[Referring expression grounding data]
= = = = =

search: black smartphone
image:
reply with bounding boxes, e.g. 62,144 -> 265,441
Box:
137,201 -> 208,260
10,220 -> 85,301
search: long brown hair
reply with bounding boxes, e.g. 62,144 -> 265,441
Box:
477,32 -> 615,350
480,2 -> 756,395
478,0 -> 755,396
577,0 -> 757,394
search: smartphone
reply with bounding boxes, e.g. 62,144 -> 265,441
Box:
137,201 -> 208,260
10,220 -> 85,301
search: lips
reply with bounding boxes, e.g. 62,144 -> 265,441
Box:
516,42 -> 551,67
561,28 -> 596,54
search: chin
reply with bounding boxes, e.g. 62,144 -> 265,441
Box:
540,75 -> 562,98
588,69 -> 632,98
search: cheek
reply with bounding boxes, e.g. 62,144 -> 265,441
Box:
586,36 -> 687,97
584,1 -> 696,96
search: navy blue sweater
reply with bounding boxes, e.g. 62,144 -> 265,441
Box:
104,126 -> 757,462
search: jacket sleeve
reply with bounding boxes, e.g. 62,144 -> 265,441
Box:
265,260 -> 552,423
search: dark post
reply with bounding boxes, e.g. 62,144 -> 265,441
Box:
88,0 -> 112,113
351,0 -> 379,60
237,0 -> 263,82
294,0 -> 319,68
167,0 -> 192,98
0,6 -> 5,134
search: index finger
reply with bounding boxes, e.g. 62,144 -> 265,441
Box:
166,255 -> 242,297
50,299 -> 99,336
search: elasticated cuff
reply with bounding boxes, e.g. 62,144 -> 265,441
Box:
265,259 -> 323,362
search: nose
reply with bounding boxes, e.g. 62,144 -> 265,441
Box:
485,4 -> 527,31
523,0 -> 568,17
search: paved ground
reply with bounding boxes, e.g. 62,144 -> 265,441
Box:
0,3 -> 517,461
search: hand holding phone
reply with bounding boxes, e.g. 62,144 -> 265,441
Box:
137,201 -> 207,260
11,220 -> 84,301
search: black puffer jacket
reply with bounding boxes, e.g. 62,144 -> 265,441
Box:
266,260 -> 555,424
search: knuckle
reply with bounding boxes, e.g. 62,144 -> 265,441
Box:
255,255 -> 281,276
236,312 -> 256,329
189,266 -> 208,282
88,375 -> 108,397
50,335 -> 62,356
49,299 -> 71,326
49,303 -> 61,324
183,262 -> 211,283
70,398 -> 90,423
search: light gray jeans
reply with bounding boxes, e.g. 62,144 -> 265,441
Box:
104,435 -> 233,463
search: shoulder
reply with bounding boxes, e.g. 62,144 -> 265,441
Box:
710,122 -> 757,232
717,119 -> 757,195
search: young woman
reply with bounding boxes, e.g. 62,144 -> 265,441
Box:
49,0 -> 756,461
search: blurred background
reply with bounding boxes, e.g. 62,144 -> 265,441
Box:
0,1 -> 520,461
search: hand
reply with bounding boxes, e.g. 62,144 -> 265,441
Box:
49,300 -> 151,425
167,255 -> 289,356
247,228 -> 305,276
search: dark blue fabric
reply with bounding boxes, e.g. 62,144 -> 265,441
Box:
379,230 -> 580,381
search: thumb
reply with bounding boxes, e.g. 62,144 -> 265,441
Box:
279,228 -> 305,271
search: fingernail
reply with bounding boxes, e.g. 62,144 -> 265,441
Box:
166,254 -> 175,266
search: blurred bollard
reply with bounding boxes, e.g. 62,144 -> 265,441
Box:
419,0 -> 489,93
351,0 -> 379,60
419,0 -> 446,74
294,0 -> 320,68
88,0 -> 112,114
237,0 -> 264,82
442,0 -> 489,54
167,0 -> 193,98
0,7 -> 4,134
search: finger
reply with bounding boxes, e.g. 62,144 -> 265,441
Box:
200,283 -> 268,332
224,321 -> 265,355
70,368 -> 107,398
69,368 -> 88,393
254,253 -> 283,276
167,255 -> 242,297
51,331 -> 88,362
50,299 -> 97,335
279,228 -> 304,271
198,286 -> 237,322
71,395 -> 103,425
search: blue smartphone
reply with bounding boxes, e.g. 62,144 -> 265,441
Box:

= = = = =

Instructions for the task
Word for word, extract all the records.

Response to this task
search: black smartphone
image:
reply with bounding boxes, e.g. 62,144 -> 265,441
Box:
137,201 -> 208,260
10,220 -> 85,301
search: long brown hair
reply with bounding boxes, e.g. 62,144 -> 265,441
Box:
477,32 -> 615,350
480,2 -> 756,395
478,0 -> 755,396
577,0 -> 757,394
search: smartphone
reply with bounding boxes, e.g. 62,144 -> 265,441
Box:
137,201 -> 208,260
10,220 -> 85,301
search: lips
reply with bounding boxes, e.g. 62,144 -> 265,441
Box:
516,42 -> 551,67
561,28 -> 596,54
search: chin
reply with bounding boxes, e.g. 62,144 -> 265,441
Box:
540,75 -> 562,98
588,69 -> 632,98
search: cheek
reply with bounding boxes, e.g. 62,144 -> 265,441
Box:
586,36 -> 687,97
584,1 -> 696,96
search: navy blue sweater
reply with bounding boxes, e.g. 62,144 -> 265,441
Box:
104,126 -> 757,462
search: jacket sleeve
reply with bounding boxes, e.g. 62,144 -> 265,441
Box:
265,260 -> 552,423
search: dark post
reply with bounding boxes, e.g. 62,144 -> 265,441
Box:
88,0 -> 112,113
351,0 -> 379,60
237,0 -> 263,82
294,0 -> 319,68
167,0 -> 192,98
0,6 -> 5,134
search: index finger
reply with bounding boxes, e.g. 62,144 -> 265,441
Box:
166,255 -> 242,297
50,299 -> 99,336
search: elasticated cuff
reply with bounding boxes, e.g. 62,144 -> 265,441
Box:
265,259 -> 323,362
search: nose
reply with bounding boxes, e.g. 62,144 -> 265,441
Box:
485,4 -> 527,31
523,0 -> 568,17
search: paved ground
reply with bounding boxes, e.g. 62,144 -> 265,441
Box:
0,3 -> 517,461
search: hand holding phone
reply with bounding boxes, e.g. 62,144 -> 265,441
Box:
137,201 -> 207,260
11,220 -> 84,301
search: black puffer jacket
reply with bounding boxes, e.g. 62,144 -> 265,441
Box:
266,260 -> 555,424
search: knuckle
reply with bounding boxes, e.g. 62,144 -> 265,441
Box:
255,255 -> 281,276
236,312 -> 256,329
189,266 -> 208,282
88,375 -> 108,397
50,335 -> 62,356
49,299 -> 71,326
49,303 -> 61,324
183,262 -> 211,283
70,398 -> 90,423
search: light gray jeans
reply with bounding boxes, e.g. 62,144 -> 265,441
Box:
104,435 -> 233,463
search: shoulder
reply with bounding boxes, e.g. 62,144 -> 265,441
Box:
710,122 -> 757,232
717,119 -> 757,195
search: young woman
reply with bounding boxes, e.g. 62,144 -> 265,441
Box:
49,0 -> 756,461
search: blurred background
reply with bounding boxes, e.g. 62,144 -> 265,441
Box:
0,1 -> 520,461
search: hand
reply with bounding boxes, e.g. 62,144 -> 265,441
Box:
49,300 -> 151,425
167,255 -> 289,356
247,228 -> 305,276
search: dark blue fabric
reply with bounding boxes, e.g. 62,144 -> 265,441
Box:
379,230 -> 580,381
search: thumb
reply with bounding boxes, e.g. 62,144 -> 265,441
Box:
279,228 -> 305,271
search: fingernail
reply with bounding boxes, e.g. 62,144 -> 265,441
Box:
166,254 -> 175,266
search: blurred bollard
reply with bounding boxes, e.g. 62,144 -> 265,441
Box:
419,0 -> 489,93
351,0 -> 379,60
419,0 -> 446,74
294,0 -> 320,68
88,0 -> 112,114
237,0 -> 264,82
442,0 -> 489,54
167,0 -> 193,98
0,7 -> 4,134
search: finger
reply with bounding boxes, e.g. 62,144 -> 265,441
Box:
200,283 -> 268,332
224,321 -> 265,355
70,368 -> 107,398
69,368 -> 88,393
254,253 -> 283,276
167,255 -> 242,297
51,331 -> 88,362
50,299 -> 97,335
279,228 -> 304,271
198,286 -> 237,322
71,395 -> 103,425
search: blue smartphone
reply with bounding boxes, e.g. 62,144 -> 265,441
Box:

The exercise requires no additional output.